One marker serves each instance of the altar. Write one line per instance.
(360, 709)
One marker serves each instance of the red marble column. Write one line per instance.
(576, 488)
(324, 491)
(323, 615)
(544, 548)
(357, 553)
-----
» **Problem details**
Write out the rows above verbatim, with no changes.

» **Task result**
One marker serves each instance of the altar. Write one line per instance.
(360, 709)
One marker serves each instance of the red marble column. Write one line per instance.
(576, 488)
(324, 491)
(323, 615)
(544, 548)
(357, 553)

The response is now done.